Data for the task:

■ ■ ■ ■ ■ ■ ■

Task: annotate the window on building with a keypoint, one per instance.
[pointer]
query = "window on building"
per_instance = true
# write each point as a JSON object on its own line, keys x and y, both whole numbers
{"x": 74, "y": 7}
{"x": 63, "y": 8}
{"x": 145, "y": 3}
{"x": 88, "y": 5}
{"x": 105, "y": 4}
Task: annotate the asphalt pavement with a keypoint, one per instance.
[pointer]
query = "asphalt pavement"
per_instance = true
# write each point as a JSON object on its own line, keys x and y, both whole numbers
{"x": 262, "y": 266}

■ ■ ■ ■ ■ ■ ■

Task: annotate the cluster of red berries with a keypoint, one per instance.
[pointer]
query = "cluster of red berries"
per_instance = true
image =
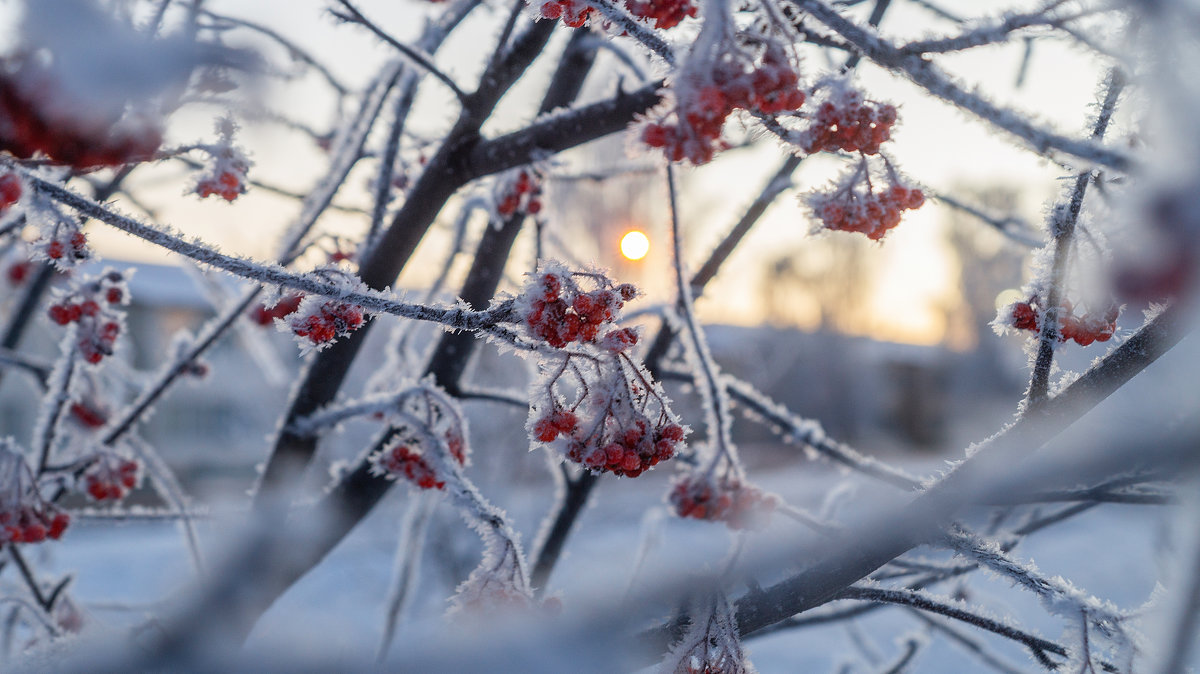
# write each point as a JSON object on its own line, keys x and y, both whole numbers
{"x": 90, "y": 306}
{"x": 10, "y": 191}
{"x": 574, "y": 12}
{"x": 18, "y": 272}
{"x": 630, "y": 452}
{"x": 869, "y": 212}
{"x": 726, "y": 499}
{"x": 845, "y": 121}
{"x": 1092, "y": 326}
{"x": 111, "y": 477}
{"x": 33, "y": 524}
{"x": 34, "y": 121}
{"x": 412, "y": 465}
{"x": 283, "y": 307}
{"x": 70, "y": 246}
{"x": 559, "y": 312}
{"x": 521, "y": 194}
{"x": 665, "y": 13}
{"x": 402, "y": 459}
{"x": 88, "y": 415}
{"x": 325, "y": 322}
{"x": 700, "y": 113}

■ ■ ■ ■ ■ ■ ■

What you have to do:
Pick out every line in the material above that contains the word "keypoint" and copy each one. Case counts.

Result for this task:
Task: annotate the window on building with a keypoint, one per instance.
Task: annotate the asphalt pavement with a keypoint, one per instance.
Task: annotate the cluster of red berries with a keypoint, one per instance.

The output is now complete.